What to produce ::
Arrange every line of the items into a Markdown table with the columns "Row" and "Line," numbering the rows in order and leaving out blank lines.
[BEGIN Raw records]
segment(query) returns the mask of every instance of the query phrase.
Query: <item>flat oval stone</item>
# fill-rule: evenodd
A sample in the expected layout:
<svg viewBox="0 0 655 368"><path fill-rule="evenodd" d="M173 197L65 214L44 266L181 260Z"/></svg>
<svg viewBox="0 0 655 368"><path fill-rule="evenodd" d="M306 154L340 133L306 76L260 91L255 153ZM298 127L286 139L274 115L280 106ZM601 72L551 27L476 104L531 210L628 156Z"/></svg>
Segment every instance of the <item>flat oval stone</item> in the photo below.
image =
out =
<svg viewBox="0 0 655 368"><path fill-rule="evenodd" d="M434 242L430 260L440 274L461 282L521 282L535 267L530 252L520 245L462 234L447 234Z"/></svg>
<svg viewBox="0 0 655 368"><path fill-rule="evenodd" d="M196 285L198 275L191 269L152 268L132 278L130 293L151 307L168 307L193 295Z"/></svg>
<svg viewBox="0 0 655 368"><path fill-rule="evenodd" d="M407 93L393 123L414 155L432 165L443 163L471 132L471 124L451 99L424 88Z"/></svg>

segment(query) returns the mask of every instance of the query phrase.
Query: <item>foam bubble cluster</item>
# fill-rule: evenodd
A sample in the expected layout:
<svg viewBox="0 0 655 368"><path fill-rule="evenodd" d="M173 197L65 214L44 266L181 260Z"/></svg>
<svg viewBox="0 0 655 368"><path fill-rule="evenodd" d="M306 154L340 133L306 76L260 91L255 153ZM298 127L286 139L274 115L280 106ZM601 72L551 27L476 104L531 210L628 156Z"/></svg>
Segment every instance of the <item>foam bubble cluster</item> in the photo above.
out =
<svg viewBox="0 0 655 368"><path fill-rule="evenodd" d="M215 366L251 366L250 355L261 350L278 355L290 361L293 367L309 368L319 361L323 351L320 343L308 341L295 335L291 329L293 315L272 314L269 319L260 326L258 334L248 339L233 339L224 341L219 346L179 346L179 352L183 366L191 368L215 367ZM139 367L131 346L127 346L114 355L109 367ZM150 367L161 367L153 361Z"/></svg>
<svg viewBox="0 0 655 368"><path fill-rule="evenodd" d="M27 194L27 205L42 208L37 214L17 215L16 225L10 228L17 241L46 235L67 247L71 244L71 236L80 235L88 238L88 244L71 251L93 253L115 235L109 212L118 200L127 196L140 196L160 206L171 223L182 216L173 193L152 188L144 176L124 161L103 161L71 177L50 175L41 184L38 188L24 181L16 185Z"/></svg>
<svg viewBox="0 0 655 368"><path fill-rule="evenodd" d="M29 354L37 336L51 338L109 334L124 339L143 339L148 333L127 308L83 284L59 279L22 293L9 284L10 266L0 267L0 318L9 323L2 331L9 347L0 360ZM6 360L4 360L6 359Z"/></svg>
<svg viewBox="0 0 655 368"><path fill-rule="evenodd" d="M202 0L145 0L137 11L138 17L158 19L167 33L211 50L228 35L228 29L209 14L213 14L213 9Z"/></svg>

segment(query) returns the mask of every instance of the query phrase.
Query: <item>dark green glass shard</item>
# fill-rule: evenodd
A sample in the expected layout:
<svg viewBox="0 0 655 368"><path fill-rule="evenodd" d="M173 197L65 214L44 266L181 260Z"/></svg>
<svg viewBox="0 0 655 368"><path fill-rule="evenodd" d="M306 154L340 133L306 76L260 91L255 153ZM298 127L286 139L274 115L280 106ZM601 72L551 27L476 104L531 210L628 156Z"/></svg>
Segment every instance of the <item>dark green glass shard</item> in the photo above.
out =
[END Raw records]
Expected answer ::
| Row | Line |
|---|---|
| 1 | segment(query) returns the mask of every instance of the query phrase. |
| 2 | Query: <item>flat oval stone</item> |
| 3 | # fill-rule: evenodd |
| 4 | A sample in the expected layout: |
| 5 | <svg viewBox="0 0 655 368"><path fill-rule="evenodd" d="M173 197L65 214L44 266L181 260Z"/></svg> |
| 6 | <svg viewBox="0 0 655 368"><path fill-rule="evenodd" d="M306 154L340 133L306 76L260 91L255 153ZM298 127L286 139L274 115L280 106ZM601 72L551 27L476 104L531 210L628 156Z"/></svg> |
| 7 | Segment every instance of the <item>flat oval stone</item> in the photo below. |
| 8 | image = |
| 9 | out = |
| 10 | <svg viewBox="0 0 655 368"><path fill-rule="evenodd" d="M434 242L430 260L440 274L461 282L521 282L535 267L530 252L520 245L462 234L447 234Z"/></svg> |
| 11 | <svg viewBox="0 0 655 368"><path fill-rule="evenodd" d="M196 285L198 275L191 269L152 268L132 278L130 293L151 307L168 307L193 295Z"/></svg> |
| 12 | <svg viewBox="0 0 655 368"><path fill-rule="evenodd" d="M407 93L393 123L414 155L432 165L443 163L471 132L471 124L451 99L424 88Z"/></svg> |
| 13 | segment(query) returns the mask of every instance of the query phrase. |
| 14 | Query: <item>foam bubble cluster</item> |
| 15 | # fill-rule: evenodd |
| 16 | A sample in the expected layout: |
| 17 | <svg viewBox="0 0 655 368"><path fill-rule="evenodd" d="M173 197L65 214L44 266L181 260Z"/></svg> |
| 18 | <svg viewBox="0 0 655 368"><path fill-rule="evenodd" d="M306 154L340 133L306 76L260 91L255 153ZM298 127L286 139L274 115L280 106ZM601 72L551 27L476 104L531 210L628 156Z"/></svg> |
| 19 | Segment every instance of the <item>foam bubble cluster</item> in the photo above. |
| 20 | out = |
| 21 | <svg viewBox="0 0 655 368"><path fill-rule="evenodd" d="M215 366L251 366L250 355L261 350L278 355L290 361L293 367L309 368L319 361L323 351L320 343L308 341L295 335L291 329L293 315L272 314L269 319L260 326L258 334L248 339L233 339L224 341L219 346L179 346L179 352L183 366L191 368L215 367ZM139 367L131 346L127 346L114 355L109 367ZM150 367L161 367L153 361Z"/></svg> |
| 22 | <svg viewBox="0 0 655 368"><path fill-rule="evenodd" d="M27 194L27 205L42 208L37 214L17 215L16 225L10 228L17 241L46 235L67 247L71 244L71 236L80 235L88 238L88 244L71 251L93 253L115 235L109 212L118 200L127 196L140 196L160 206L171 223L182 216L173 193L152 188L144 176L124 161L103 161L71 177L50 175L41 184L38 188L24 181L16 185Z"/></svg> |
| 23 | <svg viewBox="0 0 655 368"><path fill-rule="evenodd" d="M29 354L37 336L51 338L109 334L124 339L143 339L148 333L127 308L83 284L59 279L22 293L9 284L10 266L0 267L0 318L9 323L2 331L9 347L0 360ZM6 360L4 360L6 359Z"/></svg> |
| 24 | <svg viewBox="0 0 655 368"><path fill-rule="evenodd" d="M202 0L145 0L137 11L138 17L158 19L167 33L211 50L228 35L228 29L209 14L213 14L213 9Z"/></svg> |
| 25 | segment(query) returns the mask of every instance of the query phrase. |
| 26 | Query: <item>dark green glass shard</item> |
| 27 | # fill-rule: evenodd |
| 28 | A sample in the expected layout: |
| 29 | <svg viewBox="0 0 655 368"><path fill-rule="evenodd" d="M173 197L65 214L44 266L181 260Z"/></svg> |
| 30 | <svg viewBox="0 0 655 368"><path fill-rule="evenodd" d="M306 154L340 133L306 76L260 91L255 153ZM298 127L286 139L274 115L280 106ZM601 72L551 27L476 104L531 210L628 156Z"/></svg> |
| 31 | Segment every instance of the <item>dark green glass shard</item> in the photo above. |
| 32 | out = |